**Dokumenttext**
****************

Bei den Recherchen zum kriminellen Berliner Firmennetzwerk hat auch BVTM-Präsident Kollar als Sachverständiger mitgewirkt. Der TMV zeigt sich empört. Verkehrspolitiker Schopf hat Strafanzeige gestellt.
Seit gestern berichten mehrere Medien in Berlin vom kriminellen Netzwerk aus Mietwagen- und Taxiunternehmern, die – als Weiterentwicklung der berüchtigten 20-Monats-GmbHs – ein System etabliert haben, bei dem kriminelle Firmen erst mittels Steuer- und Sozialabgabenhinterziehung viel Geld „verdienen“ und dann an eine bulgarische Holding veräußert werden, um Kontrollen durch deutsche Behörden zu entgehen (Taxi Times berichtete).
Wie der rbb recherchiert hat, ist dieses „Berliner System“ noch immer aktiv. In den vergangenen Monaten seien nahezu wöchentlich Unternehmen aus der Taxi- und Mietwagenbranche an die bulgarische Holding überführt worden. Eine zentrale Figur bei den fragwürdigen Geschäften sei ein Mann mit Wohnsitz nördlich von Berlin, der in allen recherchierten Fällen in die Prozesse der Unternehmensverschmelzung oder des Verkaufs involviert sei und – große Überraschung – zugleich Geschäftsführer einer GmbH in der viertgrößten Stadt Bulgariens sei. Er arbeite eng mit immer denselben Berliner Notaren zusammen. Die bulgarische Firma gehöre einer Kapitalgesellschaft in Wales, deren Hauptgesellschafter Aziz L., ein saudi-arabischer Staatsbürger sein soll.
Ein Fernsehbeitrag des Rundfunks Berlin-Brandenburg (rbb) zu dem Thema ist unter diesem Link zu sehen.
Der rbb wollte den Aktivitäten des Brandenburgers auf den Grund gehen und schickte ihm einen umfangreichen Fragenkatalog zu den Sachverhalten. Nachdem er darauf nicht antwortete, suchten die Journalisten ihn sogar an seinem Wohnsitz auf. Man habe ihn dort auch angetroffen, doch habe er nur mit „kein Kommentar“ geantwortet.

****************

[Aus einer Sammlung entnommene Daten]
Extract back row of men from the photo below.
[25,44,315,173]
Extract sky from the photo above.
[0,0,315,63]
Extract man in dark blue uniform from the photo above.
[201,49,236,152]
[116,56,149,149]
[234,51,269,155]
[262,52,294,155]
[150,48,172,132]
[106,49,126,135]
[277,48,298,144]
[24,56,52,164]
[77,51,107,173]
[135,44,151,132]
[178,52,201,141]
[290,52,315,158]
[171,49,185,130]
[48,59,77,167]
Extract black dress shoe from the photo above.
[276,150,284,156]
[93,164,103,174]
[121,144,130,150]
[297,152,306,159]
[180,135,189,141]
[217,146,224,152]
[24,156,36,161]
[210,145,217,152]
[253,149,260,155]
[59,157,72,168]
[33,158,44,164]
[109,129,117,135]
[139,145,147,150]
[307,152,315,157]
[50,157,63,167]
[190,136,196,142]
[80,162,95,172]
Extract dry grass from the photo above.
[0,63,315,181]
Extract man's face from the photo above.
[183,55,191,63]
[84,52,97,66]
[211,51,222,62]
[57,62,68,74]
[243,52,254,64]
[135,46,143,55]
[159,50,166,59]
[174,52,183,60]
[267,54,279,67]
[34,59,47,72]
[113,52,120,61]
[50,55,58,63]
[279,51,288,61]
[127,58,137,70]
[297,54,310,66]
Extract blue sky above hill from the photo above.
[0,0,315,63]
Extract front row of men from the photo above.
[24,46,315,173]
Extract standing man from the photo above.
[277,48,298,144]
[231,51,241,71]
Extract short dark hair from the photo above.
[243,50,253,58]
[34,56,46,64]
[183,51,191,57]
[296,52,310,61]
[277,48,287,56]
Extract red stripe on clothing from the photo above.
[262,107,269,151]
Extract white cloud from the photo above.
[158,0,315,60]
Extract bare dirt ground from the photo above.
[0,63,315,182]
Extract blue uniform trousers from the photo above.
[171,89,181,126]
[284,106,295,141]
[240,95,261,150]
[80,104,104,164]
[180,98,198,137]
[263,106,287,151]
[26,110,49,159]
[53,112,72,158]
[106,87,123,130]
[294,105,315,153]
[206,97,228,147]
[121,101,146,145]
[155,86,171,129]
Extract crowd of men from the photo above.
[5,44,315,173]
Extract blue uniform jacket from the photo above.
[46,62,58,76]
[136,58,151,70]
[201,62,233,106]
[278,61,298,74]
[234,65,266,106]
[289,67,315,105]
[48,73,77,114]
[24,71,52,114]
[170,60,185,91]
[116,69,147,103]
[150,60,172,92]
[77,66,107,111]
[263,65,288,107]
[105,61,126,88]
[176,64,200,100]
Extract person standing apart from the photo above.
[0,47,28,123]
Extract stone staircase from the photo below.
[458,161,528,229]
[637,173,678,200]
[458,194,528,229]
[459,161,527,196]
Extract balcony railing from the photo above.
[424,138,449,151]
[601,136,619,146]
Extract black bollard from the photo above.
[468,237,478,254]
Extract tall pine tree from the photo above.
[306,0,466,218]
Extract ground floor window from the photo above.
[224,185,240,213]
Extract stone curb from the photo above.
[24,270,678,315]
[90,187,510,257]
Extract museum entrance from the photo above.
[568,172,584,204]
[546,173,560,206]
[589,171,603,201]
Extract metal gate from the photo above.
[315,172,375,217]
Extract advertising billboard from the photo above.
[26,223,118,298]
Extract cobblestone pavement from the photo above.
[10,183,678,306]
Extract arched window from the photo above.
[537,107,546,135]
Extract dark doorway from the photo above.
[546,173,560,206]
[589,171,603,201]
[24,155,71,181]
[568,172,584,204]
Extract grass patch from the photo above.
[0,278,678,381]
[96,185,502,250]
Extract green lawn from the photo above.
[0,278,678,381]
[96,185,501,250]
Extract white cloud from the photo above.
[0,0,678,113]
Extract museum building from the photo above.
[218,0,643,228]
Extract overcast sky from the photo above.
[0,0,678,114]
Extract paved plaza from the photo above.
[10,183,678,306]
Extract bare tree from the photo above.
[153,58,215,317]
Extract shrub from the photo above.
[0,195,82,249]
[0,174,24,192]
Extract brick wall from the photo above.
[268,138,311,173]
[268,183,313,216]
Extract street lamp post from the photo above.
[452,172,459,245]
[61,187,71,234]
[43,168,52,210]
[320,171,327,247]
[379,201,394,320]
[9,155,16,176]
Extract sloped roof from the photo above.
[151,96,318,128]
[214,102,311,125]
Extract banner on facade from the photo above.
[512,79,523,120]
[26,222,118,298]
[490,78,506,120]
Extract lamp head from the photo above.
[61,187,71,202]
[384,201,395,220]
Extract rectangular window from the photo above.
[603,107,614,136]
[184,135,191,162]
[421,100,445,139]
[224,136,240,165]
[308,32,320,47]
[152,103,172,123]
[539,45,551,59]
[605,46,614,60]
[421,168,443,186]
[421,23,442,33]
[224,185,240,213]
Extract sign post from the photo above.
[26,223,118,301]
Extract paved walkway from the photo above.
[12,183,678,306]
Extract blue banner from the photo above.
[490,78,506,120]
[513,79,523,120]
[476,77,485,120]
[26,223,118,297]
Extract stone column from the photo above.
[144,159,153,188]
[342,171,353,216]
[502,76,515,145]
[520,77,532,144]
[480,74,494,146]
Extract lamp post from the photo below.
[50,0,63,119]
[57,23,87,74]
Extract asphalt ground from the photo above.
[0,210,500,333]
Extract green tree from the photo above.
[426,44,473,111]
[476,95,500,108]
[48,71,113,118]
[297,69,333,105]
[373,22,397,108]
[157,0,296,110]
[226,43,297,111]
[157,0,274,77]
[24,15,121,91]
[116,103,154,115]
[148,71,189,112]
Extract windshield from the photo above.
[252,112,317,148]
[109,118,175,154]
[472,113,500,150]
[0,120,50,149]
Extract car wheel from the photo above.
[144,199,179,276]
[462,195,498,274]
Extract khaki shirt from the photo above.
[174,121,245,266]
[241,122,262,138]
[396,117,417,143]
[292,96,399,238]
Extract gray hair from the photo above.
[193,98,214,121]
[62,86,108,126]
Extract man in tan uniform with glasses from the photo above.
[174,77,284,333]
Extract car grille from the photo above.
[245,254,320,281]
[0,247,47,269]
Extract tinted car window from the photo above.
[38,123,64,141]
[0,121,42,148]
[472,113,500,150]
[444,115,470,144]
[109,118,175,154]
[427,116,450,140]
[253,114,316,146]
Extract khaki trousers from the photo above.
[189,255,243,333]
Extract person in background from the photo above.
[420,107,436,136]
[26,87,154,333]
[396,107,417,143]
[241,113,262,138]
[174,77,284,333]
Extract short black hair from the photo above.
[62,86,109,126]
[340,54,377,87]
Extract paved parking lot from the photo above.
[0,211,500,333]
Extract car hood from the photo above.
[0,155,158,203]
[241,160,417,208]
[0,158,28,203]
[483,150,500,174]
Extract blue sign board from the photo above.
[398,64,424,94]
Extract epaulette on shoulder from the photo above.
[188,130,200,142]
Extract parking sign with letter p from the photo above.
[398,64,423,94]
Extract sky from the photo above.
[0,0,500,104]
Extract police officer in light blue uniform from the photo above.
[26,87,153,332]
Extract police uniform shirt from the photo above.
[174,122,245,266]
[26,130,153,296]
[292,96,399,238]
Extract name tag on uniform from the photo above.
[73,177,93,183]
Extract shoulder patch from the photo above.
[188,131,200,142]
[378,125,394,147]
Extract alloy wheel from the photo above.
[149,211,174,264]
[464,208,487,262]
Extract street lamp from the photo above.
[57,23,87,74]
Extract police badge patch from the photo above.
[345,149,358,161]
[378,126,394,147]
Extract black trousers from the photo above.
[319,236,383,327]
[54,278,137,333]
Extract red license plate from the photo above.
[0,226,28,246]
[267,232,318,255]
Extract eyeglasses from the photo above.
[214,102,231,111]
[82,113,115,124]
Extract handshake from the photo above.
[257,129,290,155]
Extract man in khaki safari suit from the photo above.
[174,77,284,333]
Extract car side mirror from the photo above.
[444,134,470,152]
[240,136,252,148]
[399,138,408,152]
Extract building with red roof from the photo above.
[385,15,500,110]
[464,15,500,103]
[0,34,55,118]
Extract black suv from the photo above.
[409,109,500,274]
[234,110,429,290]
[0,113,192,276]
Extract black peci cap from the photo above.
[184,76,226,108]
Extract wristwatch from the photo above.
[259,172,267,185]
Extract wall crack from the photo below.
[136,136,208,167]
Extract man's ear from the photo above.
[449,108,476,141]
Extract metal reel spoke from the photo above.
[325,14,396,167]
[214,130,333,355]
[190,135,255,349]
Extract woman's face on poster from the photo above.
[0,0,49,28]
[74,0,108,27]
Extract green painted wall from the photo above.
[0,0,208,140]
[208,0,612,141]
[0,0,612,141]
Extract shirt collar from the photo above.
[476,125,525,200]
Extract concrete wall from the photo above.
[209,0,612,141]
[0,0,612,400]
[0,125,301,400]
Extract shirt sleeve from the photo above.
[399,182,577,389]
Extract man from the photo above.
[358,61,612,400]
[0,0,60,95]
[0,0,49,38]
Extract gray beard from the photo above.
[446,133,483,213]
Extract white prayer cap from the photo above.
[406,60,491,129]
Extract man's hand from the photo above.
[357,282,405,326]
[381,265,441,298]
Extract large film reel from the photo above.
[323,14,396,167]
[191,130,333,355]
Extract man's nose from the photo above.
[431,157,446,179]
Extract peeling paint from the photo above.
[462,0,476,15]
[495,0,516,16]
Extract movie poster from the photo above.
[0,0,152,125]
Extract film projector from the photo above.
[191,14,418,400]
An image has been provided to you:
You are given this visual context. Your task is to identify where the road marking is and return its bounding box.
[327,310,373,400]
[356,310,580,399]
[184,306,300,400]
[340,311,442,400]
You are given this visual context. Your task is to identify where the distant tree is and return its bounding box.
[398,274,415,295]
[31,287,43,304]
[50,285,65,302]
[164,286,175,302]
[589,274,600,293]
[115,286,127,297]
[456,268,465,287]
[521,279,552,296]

****************

**Schriftliche Übung**
Tippen Sie den Text über das Berliner Firmennetzwerk ab, beginnend bei „Wie der rbb“ und endend bei „Link zu sehen.“. Stützen Sie sich ausschließlich auf den Text.

**Antwort**
Wie der rbb recherchiert hat, ist dieses „Berliner System“ noch immer aktiv. In den vergangenen Monaten seien nahezu wöchentlich Unternehmen aus der Taxi- und Mietwagenbranche an die bulgarische Holding überführt worden. Eine zentrale Figur bei den fragwürdigen Geschäften sei ein Mann mit Wohnsitz nördlich von Berlin, der in allen recherchierten Fällen in die Prozesse der Unternehmensverschmelzung oder des Verkaufs involviert sei und – große Überraschung – zugleich Geschäftsführer einer GmbH in der viertgrößten Stadt Bulgariens sei. Er arbeite eng mit immer denselben Berliner Notaren zusammen. Die bulgarische Firma gehöre einer Kapitalgesellschaft in Wales, deren Hauptgesellschafter Aziz L., ein saudi-arabischer Staatsbürger sein soll.
Ein Fernsehbeitrag des Rundfunks Berlin-Brandenburg (rbb) zu dem Thema ist unter diesem Link zu sehen.